TASK BRIEF: Copy all of the data below in full, requests included, and shift each bounding box coordinate in the answers by adding 34 to it.

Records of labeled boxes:
-- Begin --
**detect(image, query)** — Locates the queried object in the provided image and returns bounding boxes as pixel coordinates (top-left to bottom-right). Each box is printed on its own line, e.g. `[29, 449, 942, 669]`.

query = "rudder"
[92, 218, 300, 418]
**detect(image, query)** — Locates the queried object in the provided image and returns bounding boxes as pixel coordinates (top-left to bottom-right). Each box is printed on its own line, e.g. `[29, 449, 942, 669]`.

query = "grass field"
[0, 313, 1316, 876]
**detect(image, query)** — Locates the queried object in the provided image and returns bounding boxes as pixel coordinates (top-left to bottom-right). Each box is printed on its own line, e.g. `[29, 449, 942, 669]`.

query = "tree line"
-- End --
REPLY:
**detect(image, query)** — Locates the queried object in the provided image and returns bounding boxes as pixel coordinates (top-left to bottom-right). Each box is printed on its own line, e.g. `[29, 449, 942, 669]`.

query = "rudder"
[126, 252, 334, 452]
**detect(image, query)** — Locates the queried object in the provided image and returns bounding boxes as pixel coordinates (top-left to bottom-right). Each box is printed on its own line, e.g. `[29, 449, 942, 669]`.

query = "grass field"
[34, 347, 1350, 910]
**detect(image, query)** — Locates the queried object in the provided image and returns bounding boxes as pixel coordinates (top-left to bottom-right). Each box is printed on its own line, e.g. `[29, 449, 942, 669]`.

query = "tree line"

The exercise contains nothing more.